> **Passage shown**:
Live CD - a Live session with a bunch of packages stripped out so it can fit on a CD Live DVD - a Live session that's big enough that it requires a DVD Minimal - an ISO with just the packages required to install the OS, anything additional you want will have to be installed via yum once the system is running Netinstall - just the installer itself, all required packages are downloaded from mirrors on-the-fly, which means you must have a working internet connection during the installation process. bin DVD - the regular installation ISO Also, you should be using CentOS 6.6, 6.5 is out of date. |
Thanks for your solution.

> **Extracted information**:
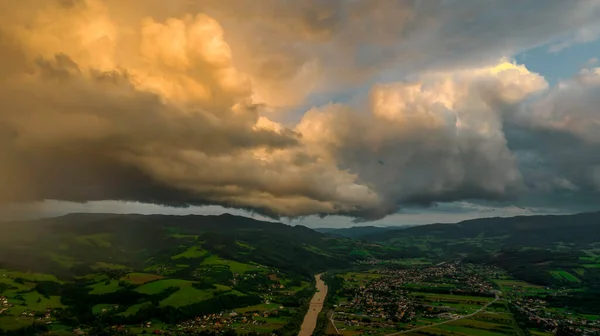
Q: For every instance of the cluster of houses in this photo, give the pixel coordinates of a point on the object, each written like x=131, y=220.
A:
x=535, y=310
x=385, y=300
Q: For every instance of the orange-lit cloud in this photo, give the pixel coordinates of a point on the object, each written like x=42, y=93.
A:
x=172, y=103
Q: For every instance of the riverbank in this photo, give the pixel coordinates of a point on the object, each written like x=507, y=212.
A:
x=316, y=304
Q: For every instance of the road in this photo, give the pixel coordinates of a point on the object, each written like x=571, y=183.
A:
x=316, y=304
x=456, y=319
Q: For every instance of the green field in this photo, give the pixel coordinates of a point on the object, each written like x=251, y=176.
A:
x=564, y=275
x=104, y=287
x=102, y=308
x=132, y=310
x=140, y=278
x=193, y=252
x=234, y=266
x=186, y=295
x=259, y=308
x=158, y=286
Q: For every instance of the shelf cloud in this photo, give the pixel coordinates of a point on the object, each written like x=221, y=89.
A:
x=184, y=103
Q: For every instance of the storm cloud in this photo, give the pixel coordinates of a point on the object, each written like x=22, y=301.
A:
x=177, y=103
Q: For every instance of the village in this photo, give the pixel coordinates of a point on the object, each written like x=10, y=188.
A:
x=396, y=299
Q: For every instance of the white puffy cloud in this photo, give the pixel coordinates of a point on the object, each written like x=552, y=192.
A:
x=171, y=102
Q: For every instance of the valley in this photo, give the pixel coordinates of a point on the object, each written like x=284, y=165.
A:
x=102, y=274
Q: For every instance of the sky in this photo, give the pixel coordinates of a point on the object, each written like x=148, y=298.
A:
x=320, y=113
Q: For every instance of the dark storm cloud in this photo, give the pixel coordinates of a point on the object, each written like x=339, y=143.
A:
x=168, y=103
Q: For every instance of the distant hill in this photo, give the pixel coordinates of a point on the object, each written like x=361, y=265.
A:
x=72, y=244
x=521, y=230
x=359, y=231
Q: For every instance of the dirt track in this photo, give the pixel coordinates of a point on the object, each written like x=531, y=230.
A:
x=316, y=304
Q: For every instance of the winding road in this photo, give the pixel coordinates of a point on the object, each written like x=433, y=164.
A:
x=316, y=304
x=456, y=319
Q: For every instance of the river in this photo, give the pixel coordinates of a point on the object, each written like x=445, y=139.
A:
x=316, y=304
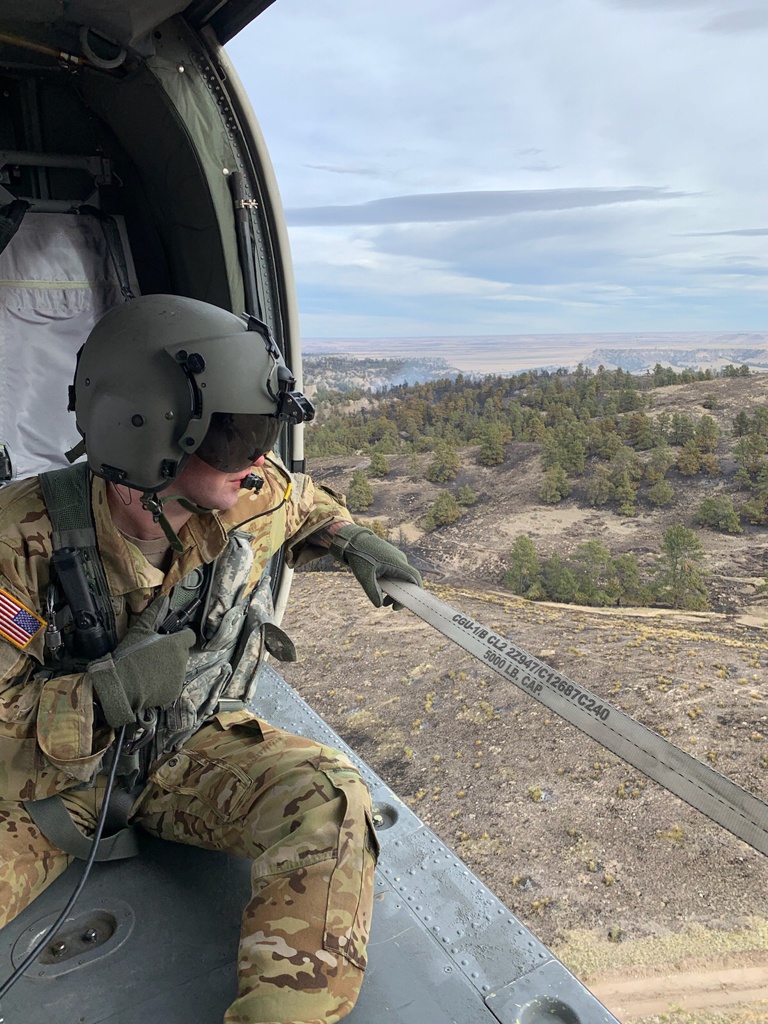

> **Directive**: Please return the part of the passage on CentOS install images that begins at the words "Live CD - a" and stops after "for your solution.", copied without any change.

> **Final result**:
Live CD - a Live session with a bunch of packages stripped out so it can fit on a CD Live DVD - a Live session that's big enough that it requires a DVD Minimal - an ISO with just the packages required to install the OS, anything additional you want will have to be installed via yum once the system is running Netinstall - just the installer itself, all required packages are downloaded from mirrors on-the-fly, which means you must have a working internet connection during the installation process. bin DVD - the regular installation ISO Also, you should be using CentOS 6.6, 6.5 is out of date. |
Thanks for your solution.